-- Start of PAGE --

When you start to practice Chaos Engineering it is important to ensure you have a plan for monitoring & metrics. Read our Chaos Engineering Monitoring & Metrics Guide to learn more.
The next step is sharing your progress and success with your team. We've created this email template to help you get started. Communicating with your team is critical to the success of your Chaos Engineering practice.
It would be even better if you could share this information publicly for other engineers to learn from. We look forward to hearing about your success!
Subject: Chaos Engineering results in 10x reduction in incidents for Databases Team
Over the past 3 months the Databases Team has achieved a 10x reduction in incidents through the practice of Chaos Engineering. Prior to the commencement of Chaos Engineering it was common for there to be 400 incidents a week.
We started to practice Chaos Engineering in May.

-- End of PAGE --
-- Start of EXERCISE INPUT --

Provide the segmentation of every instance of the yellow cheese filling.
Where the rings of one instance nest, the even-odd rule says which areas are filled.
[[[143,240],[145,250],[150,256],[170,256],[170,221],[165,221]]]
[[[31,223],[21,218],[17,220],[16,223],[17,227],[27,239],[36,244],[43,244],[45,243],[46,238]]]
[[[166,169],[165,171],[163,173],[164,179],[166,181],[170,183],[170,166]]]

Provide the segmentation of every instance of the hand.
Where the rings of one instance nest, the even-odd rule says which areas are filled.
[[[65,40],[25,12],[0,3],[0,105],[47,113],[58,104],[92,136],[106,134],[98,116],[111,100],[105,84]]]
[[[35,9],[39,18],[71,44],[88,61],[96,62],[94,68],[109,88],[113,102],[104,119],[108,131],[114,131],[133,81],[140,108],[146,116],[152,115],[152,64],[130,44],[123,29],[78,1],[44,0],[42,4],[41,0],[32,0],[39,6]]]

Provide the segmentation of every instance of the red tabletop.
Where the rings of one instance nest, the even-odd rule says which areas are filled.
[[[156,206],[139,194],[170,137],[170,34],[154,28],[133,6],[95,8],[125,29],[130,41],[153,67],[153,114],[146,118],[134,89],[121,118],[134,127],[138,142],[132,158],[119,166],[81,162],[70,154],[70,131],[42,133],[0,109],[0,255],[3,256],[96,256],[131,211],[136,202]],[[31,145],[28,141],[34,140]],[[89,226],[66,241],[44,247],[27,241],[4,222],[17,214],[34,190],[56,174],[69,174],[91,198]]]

-- End of EXERCISE INPUT --

#### TASK SET:
1 > Quote the listing word for word, beginning at the line that contains "Provide the segmentation of every instance of the red" and stopping after the listing's final line.
2 > Continue the Chaos Engineering page from the point where it ends.
The Chaos Engineering page and the listing have nothing to do with each other.

#### RESULTS:
1 >
Provide the segmentation of every instance of the red tabletop.
Where the rings of one instance nest, the even-odd rule says which areas are filled.
[[[156,206],[139,194],[170,137],[170,34],[154,28],[133,6],[95,8],[125,29],[130,41],[153,67],[153,114],[146,118],[134,89],[121,118],[134,127],[138,142],[132,158],[119,166],[81,162],[70,154],[70,131],[42,133],[0,109],[0,255],[3,256],[96,256],[131,211],[136,202]],[[31,145],[28,141],[34,140]],[[89,226],[66,241],[44,247],[27,241],[4,222],[17,214],[34,190],[56,174],[69,174],[91,198]]]

2 >
- Used the PagerDuty service to export all incidents and obtain a batch dump of all incidents
- Used the Pareto Principle to identify the top 20% of incidents causing 80% of the incidents
- Ran 3 x weekly Chaos Engineering experiments to identify and confirm issues impacting reliability
- Fixed 15 critical tooling bugs which were contributing to the top 20% of incidents
- Ran Chaos Engineering experiments to confirm bug fixes have improved reliability
- Did an audit of monitoring and alerting, identified the top 10 ways to make improvements to alerts (removed outdated alerts, fixed thresholds for alerts, added critical alerts which were missing etc.)
The Databases Team have been able to achieve this massive reduction in incidents through the use of Chaos Engineering.
If you are interested in learning more about how Chaos Engineering can help your team improve reliability and reduce on-call load please come along to our internal Tech Talk which will be held on October 5 at 11am in the auditorium.
Thanks for reading!